= Exercise =
Copy the stretch from "The paths of" through "388, E 315)." in the passage below on crooked paths of self-transformation, replacing "madman" with "fool".

The paths of self-transformation in both texts are not straightforward but rather crooked, and often lead backwards or round in circles. They thus reflect a predilection of both philosophers for the curved and bent over the straight and upright (favored by most paths of transcendence). “My walk goes backward and goes crooked,” says the madman of Ch'u, who is generally an advocate of good sense in the Chuang Tzu (IC 75). “All good things approach their goal crookedly,” says Zarathustra (G 361, E 294); and at the end of the book, one of the “higher men” asks Zarathustra: “Isn't the perfect sage fond of walking on the most crooked ways? … your appearance is the evidence!” (G 388, E 315).

= Data provided =
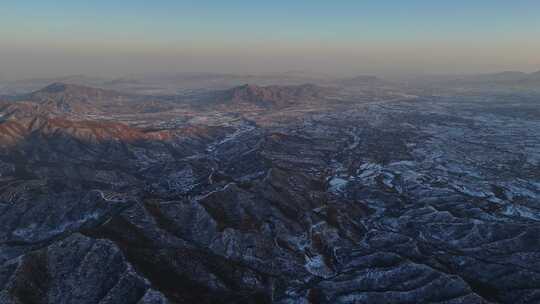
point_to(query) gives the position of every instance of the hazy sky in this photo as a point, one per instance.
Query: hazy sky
(51, 38)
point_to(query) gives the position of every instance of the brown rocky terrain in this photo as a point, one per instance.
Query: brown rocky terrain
(301, 199)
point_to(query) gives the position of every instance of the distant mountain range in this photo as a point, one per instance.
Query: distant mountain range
(271, 96)
(503, 78)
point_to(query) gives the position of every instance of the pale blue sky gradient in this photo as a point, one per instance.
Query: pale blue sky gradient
(258, 36)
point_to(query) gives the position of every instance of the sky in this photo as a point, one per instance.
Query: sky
(40, 38)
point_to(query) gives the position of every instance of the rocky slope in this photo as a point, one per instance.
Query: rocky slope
(431, 200)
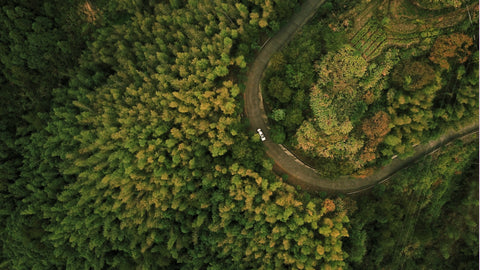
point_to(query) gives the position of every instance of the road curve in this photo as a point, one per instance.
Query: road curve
(285, 162)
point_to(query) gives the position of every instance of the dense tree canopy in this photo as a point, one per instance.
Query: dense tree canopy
(122, 142)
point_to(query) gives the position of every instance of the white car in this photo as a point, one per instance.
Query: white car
(262, 136)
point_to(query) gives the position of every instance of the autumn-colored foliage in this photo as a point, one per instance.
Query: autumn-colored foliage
(413, 75)
(376, 127)
(328, 205)
(454, 48)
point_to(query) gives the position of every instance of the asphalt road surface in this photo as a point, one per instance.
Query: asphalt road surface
(285, 162)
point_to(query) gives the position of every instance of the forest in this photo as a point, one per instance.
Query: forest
(124, 143)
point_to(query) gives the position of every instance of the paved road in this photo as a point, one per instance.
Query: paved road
(285, 162)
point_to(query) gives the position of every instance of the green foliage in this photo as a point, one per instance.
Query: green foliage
(426, 217)
(140, 158)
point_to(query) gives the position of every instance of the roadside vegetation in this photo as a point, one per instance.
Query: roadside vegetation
(123, 143)
(356, 89)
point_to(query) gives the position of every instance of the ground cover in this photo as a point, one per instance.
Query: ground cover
(327, 119)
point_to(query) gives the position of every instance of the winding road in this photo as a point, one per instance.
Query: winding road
(285, 162)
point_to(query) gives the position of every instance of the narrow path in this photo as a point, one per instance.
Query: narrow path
(285, 162)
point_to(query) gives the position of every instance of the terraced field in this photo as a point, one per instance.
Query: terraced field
(387, 23)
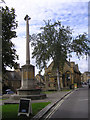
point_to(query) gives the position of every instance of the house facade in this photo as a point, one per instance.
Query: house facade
(68, 77)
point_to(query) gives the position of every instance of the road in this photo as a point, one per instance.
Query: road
(73, 106)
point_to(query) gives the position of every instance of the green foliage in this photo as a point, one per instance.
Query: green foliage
(52, 43)
(81, 45)
(9, 24)
(56, 42)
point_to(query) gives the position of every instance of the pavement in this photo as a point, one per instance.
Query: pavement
(54, 98)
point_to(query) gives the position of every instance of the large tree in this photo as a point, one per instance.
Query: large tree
(9, 24)
(56, 42)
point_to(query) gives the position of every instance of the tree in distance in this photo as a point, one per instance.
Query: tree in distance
(56, 42)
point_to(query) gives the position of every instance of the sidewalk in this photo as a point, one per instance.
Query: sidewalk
(54, 98)
(51, 97)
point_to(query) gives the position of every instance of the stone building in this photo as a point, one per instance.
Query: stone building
(68, 77)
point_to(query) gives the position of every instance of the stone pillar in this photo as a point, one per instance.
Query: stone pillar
(27, 18)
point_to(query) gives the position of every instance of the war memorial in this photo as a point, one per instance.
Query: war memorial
(29, 88)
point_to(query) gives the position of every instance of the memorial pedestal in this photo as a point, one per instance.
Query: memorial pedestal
(29, 88)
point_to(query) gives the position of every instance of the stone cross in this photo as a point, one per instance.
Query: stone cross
(27, 18)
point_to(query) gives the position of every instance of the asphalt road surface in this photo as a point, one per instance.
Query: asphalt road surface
(73, 106)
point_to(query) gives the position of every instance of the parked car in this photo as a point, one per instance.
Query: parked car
(89, 83)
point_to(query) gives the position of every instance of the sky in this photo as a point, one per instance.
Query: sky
(71, 13)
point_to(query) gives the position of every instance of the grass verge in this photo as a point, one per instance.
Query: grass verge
(10, 111)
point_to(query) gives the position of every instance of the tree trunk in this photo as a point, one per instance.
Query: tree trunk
(58, 78)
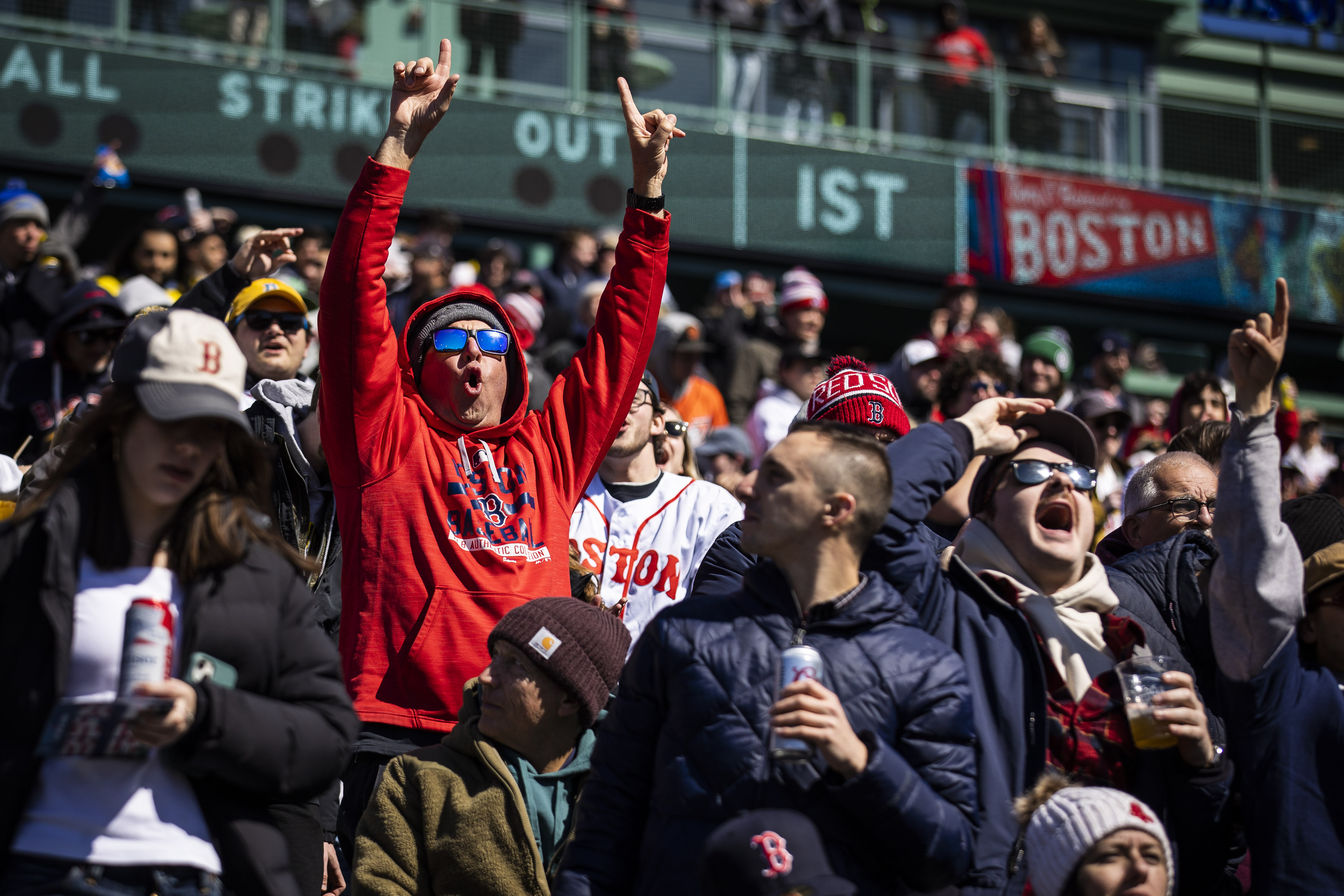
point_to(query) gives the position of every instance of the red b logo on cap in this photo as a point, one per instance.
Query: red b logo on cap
(777, 859)
(212, 356)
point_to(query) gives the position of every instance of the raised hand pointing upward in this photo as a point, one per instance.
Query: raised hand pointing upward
(421, 93)
(650, 134)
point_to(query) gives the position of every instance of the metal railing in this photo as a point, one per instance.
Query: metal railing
(867, 94)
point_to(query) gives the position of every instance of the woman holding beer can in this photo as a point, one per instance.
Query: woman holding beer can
(144, 585)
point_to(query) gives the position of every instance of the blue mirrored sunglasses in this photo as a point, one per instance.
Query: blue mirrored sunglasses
(491, 342)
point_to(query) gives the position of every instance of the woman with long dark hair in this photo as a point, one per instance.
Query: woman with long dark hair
(163, 494)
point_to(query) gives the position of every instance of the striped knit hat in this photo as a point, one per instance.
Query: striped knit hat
(854, 394)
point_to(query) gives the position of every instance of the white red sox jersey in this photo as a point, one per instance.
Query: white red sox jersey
(644, 551)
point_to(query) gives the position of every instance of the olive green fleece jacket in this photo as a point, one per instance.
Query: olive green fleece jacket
(451, 821)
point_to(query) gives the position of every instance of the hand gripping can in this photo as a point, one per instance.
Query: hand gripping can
(147, 645)
(796, 664)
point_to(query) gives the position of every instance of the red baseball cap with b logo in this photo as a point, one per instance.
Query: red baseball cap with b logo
(183, 364)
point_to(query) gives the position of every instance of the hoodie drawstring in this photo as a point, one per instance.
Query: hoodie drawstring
(490, 459)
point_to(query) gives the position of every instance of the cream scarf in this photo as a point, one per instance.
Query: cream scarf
(1068, 621)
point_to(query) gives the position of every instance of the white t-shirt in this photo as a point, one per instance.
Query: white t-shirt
(646, 551)
(113, 812)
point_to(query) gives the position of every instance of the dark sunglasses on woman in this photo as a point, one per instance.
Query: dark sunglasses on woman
(290, 321)
(1037, 472)
(492, 342)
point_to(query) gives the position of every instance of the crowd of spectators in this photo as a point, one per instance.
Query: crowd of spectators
(465, 578)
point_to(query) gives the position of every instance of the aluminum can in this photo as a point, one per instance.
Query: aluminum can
(147, 645)
(796, 664)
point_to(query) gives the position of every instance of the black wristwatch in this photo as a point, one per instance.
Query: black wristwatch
(652, 205)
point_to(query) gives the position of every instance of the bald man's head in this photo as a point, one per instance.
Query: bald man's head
(1171, 494)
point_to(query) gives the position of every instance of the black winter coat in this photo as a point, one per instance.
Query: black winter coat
(685, 746)
(281, 734)
(1008, 679)
(1160, 585)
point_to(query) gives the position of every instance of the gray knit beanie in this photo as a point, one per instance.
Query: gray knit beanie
(460, 311)
(580, 647)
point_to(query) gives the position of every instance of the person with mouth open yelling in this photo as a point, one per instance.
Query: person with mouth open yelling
(1033, 613)
(454, 502)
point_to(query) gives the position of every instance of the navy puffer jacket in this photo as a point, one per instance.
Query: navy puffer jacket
(685, 747)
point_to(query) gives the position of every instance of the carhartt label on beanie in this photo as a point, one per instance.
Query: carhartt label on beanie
(580, 647)
(545, 643)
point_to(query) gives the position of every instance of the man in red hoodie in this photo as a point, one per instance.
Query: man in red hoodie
(454, 502)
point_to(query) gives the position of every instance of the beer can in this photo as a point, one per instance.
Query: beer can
(796, 664)
(147, 645)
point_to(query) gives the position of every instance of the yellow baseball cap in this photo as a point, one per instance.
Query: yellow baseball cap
(260, 289)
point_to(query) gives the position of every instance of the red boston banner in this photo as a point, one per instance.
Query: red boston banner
(1061, 232)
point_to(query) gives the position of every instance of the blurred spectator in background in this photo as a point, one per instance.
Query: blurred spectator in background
(1035, 118)
(148, 260)
(1005, 332)
(201, 257)
(1148, 431)
(803, 315)
(41, 391)
(527, 315)
(269, 321)
(760, 312)
(1048, 362)
(781, 402)
(1109, 420)
(725, 457)
(675, 362)
(31, 285)
(1109, 362)
(499, 260)
(963, 101)
(430, 265)
(1205, 440)
(723, 320)
(952, 327)
(607, 242)
(1311, 457)
(674, 449)
(1199, 398)
(967, 379)
(564, 281)
(497, 30)
(744, 66)
(612, 38)
(917, 374)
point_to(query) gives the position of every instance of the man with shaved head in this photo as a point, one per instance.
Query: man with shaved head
(689, 739)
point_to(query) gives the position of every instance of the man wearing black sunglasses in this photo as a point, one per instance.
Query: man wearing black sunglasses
(41, 391)
(271, 326)
(454, 499)
(1034, 614)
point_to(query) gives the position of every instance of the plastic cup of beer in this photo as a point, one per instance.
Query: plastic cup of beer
(1142, 680)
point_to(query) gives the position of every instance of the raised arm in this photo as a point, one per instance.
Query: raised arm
(586, 405)
(363, 414)
(1256, 594)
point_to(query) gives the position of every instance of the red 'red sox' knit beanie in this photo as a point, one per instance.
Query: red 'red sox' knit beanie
(854, 394)
(580, 647)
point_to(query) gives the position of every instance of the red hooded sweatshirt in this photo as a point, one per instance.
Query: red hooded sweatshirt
(445, 531)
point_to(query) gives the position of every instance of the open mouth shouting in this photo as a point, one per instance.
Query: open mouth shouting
(1056, 515)
(472, 381)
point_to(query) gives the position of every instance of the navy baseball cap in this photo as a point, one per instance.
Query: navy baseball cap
(769, 852)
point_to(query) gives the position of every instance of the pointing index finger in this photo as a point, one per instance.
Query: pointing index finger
(632, 112)
(1281, 307)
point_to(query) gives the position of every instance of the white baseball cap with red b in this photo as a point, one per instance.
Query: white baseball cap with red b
(183, 364)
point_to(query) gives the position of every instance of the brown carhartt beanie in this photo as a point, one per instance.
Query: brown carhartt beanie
(580, 647)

= Response box =
The paths of self-transformation in both texts are not straightforward but rather crooked, and often lead backwards or round in circles. They thus reflect a predilection of both philosophers for the curved and bent over the straight and upright (favored by most paths of transcendence). “My walk goes backward and goes crooked,” says the fool of Ch'u, who is generally an advocate of good sense in the Chuang Tzu (IC 75). “All good things approach their goal crookedly,” says Zarathustra (G 361, E 294); and at the end of the book, one of the “higher men” asks Zarathustra: “Isn't the perfect sage fond of walking on the most crooked ways? … your appearance is the evidence!” (G 388, E 315).